[Start of Document]

Being able to distinguish add and replace is not enough for full 1.6
compatibility.  When a node replaces a copied child it overwrites the
child's data, things like checksum and properties.  This data is not
derived or inherited from the copied parent, so it cannot be restored
after being overwriten.  In 1.6 it is possible to revert the replace
and restore to the copied child.

Another problem is a copy of a mixed revision tree that includes base
nodes that are not-present.  In 1.6 we represent these as "fake"
schedule deletes in the copy, so that they are explicitly deleted when
the copy is committed.  This works but has problems, the main one
being that if one tries to revert the delete the full node information
is not available (because the not-present source doesn't have it).
Perhaps we should have a distinct presence for this type of node?
There are similar questions about absent and excluded nodes.
-- 
Philip

Re: wc-ng base/working nodes in a copied tree

Posted by Greg Stein <gs...@gmail.com>.

On Wed, Mar 31, 2010 at 05:19, Philip Martin <ph...@wandisco.com> wrote:
> Greg Stein <gs...@gmail.com> writes:
>...
>> I doubt that we use it independently of the other fields, so scanning
>> upwards for the others can also compute the relpath.
>>
>> We do the same thing for the regular repos_id and repos_relpath.
>
> I see there is a comment to that effect in wc-metadata.sql so perhaps
> that was the intent, but in practice repos_id and repos_relpath appear
> to be set in every base_node.

Yes. That isn't intentional, but is a current artifact of the implementation.

>...
>>> I suppose we could, but I think we already have enough storage for
>>> this problem.  If we were to adopt a new presence I think I'd make the
>>> copied child have the new value.  Nodes that are simple adds are very
>>> similar to nodes that are the root of a copy: both represent new items
>>> in the repository and it seems reasonable that they have the same
>>> presence value.  Copied children are the ones that are special or
>>> different.
>>
>> Children of copies/moves/adds are all about the same.

[End of Document]
[Start of Data shown]

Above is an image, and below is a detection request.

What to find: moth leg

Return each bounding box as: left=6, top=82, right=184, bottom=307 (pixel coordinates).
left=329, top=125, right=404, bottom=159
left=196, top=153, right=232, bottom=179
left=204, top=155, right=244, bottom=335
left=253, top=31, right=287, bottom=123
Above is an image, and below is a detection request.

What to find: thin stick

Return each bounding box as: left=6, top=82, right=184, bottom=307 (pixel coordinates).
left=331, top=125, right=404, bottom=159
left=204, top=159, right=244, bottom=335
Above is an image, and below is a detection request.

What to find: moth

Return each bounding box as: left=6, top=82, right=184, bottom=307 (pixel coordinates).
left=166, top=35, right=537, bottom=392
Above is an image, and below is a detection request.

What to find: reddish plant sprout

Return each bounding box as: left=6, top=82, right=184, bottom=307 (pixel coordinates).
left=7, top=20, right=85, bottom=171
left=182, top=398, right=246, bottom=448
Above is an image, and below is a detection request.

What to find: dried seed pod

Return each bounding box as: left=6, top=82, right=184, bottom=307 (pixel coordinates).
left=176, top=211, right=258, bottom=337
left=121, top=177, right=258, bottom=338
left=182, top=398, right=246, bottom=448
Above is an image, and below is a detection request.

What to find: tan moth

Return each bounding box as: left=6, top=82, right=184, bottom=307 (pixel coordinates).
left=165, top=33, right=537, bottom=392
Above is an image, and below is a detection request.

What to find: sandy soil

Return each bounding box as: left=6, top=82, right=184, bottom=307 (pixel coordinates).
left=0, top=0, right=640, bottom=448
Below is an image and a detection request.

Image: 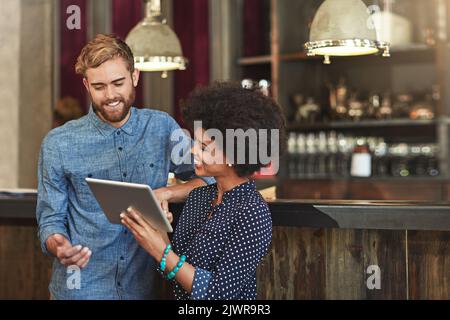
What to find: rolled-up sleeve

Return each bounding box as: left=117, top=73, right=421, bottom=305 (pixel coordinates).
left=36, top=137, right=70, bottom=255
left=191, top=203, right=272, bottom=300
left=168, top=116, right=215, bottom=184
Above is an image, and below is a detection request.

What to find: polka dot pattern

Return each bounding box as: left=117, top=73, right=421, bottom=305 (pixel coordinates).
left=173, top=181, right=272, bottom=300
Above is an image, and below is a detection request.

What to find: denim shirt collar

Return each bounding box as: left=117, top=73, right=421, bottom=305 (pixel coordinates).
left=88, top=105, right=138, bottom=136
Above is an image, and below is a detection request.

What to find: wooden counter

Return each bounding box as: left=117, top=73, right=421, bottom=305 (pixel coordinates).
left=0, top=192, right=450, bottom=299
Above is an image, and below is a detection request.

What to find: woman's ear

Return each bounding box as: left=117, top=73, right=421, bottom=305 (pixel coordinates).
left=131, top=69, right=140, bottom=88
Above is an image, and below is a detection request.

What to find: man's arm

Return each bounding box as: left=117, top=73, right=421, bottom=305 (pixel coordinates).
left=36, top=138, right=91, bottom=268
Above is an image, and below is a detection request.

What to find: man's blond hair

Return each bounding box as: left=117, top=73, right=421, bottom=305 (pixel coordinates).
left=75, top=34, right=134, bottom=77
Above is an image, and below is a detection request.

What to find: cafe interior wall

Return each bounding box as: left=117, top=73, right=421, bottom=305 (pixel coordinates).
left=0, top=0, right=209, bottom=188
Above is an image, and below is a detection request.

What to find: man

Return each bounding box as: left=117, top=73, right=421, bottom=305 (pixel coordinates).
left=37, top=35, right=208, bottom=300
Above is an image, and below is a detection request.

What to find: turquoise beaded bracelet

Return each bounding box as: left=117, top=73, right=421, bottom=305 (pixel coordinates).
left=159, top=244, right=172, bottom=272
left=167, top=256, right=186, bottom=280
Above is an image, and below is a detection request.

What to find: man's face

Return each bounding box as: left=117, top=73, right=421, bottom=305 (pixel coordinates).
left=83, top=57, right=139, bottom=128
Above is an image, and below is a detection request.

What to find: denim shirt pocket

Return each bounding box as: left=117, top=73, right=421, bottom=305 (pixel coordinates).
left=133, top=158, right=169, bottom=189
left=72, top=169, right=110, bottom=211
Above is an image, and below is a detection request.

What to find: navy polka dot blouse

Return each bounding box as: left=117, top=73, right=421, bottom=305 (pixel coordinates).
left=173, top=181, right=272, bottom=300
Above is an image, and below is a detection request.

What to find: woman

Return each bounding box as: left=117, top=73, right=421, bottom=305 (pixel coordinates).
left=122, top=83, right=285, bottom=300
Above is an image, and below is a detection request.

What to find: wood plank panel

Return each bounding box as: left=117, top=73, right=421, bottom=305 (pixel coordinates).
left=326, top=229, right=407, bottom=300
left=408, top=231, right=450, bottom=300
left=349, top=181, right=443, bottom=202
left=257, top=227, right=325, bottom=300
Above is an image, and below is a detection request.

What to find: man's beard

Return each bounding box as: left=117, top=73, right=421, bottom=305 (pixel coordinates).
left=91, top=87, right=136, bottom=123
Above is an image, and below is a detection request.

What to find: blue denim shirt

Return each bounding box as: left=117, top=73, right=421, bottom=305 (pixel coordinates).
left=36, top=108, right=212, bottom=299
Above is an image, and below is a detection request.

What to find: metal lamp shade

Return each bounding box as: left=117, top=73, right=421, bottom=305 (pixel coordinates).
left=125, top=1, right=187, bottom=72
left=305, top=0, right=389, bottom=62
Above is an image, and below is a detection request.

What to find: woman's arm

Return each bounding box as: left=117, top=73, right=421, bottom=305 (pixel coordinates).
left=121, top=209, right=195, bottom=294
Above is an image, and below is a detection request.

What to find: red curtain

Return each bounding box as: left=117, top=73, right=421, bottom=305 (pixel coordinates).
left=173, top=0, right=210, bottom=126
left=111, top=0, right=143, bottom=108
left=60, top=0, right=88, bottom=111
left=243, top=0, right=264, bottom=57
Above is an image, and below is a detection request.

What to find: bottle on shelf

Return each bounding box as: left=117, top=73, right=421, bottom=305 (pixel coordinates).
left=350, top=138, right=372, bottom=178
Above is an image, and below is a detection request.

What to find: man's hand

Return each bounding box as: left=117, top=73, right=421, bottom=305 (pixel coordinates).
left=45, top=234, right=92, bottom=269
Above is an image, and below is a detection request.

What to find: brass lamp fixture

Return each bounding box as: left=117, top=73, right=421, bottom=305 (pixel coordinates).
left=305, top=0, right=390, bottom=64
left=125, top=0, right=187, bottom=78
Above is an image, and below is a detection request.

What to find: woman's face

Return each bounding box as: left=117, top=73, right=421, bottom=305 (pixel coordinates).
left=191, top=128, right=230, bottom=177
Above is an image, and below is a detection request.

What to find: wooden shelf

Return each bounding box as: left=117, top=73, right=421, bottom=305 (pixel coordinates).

[End of Data shown]

Requests:
• 1. In the thread about working-copy nodes in a copied tree, how does 1.6 represent base nodes that are not-present when a mixed revision tree is copied?
• 2. Pick up the thread about working-copy nodes in a copied tree after its last line and continue it.

Results:
• 1. As "fake" schedule deletes in the copy, so that they are explicitly deleted when the copy is committed.

• 2.
>
> I'd disagree.
>
>> I think it is
>> the root that stands out, especially because it is *that* node where
>> we store the copy/move information. Thus, I would suggest a presence
>> named "root" or "oproot" (operation root).
>
> Yes, roots stand out.  But plain adds are like roots: they show up in
> status, they need to be explicitly reported during a commit, they can
> be reverted.  Children of adds are themselves adds and are thus roots.
> It's the children of copies/moves that are different, they are not
> roots, their presence is implied by the presence of the parent.

After pondering... yup. I'd agree.

And note that deletes are similar -- the children do not need to be
reported/acted-upon separately from the parent operation.

>...

It is also near time for us to pick a solution here. I just had to
mark several tests as XFail() specifically because we cannot represent
an "add" within a copied subtree.

I would prefer a presence marker over "tricky interpretation" of the
copyfrom_* fields.

I believe that we have the following operations:

add: plain old add
add-within-copy/move: add within a subtree
replace: delete-base + add
replace-within-copy/move: delete-child + add
delete-base: deleting a base node
delete-child: deleting a child of an add/copy/move
copy(-within): same as add•
moved-here(-within): same as add*
moved-away(-within): same as delete*

I think the last three are the same as other stuff (meaning: no
consideration needed), but with some extra markers.

I'm thinking that we add the following presence values (for
WORKING_NODE.presence):

"added": same as "normal" today. clarifies what this really means. we
map this to status_added, so why not use this for the presence
anyways? no need to "minimize/conserve" the set of presence values.

"replaced": indicates an added/copied-here/moved-here node that
replaces a child of a copied-here/moved-here subtree.

"deleted": same as "not-present" today. clarifies what this really means.

"inherit": applied to children of copied-here/moved-here and
deleted/base-deleted nodes. implies that no commit operations are
required for these nodes.

The APIs from wc_db should remain the same. This is a database-only
change. The concepts are surfaced through read_info(),
scan_addition(), and scan_deletion() as before.

Thoughts welcome. There is no particular rush on this, but I'd hope to
complete it in the next few weeks. This change will require a format
bump, which I would perform *before* the props-in-database change
(which still has db-state inconsistency problems to work through).

Cheers,
-g

Re: wc-ng base/working nodes in a copied tree

Posted by Philip Martin <ph...@wandisco.com>.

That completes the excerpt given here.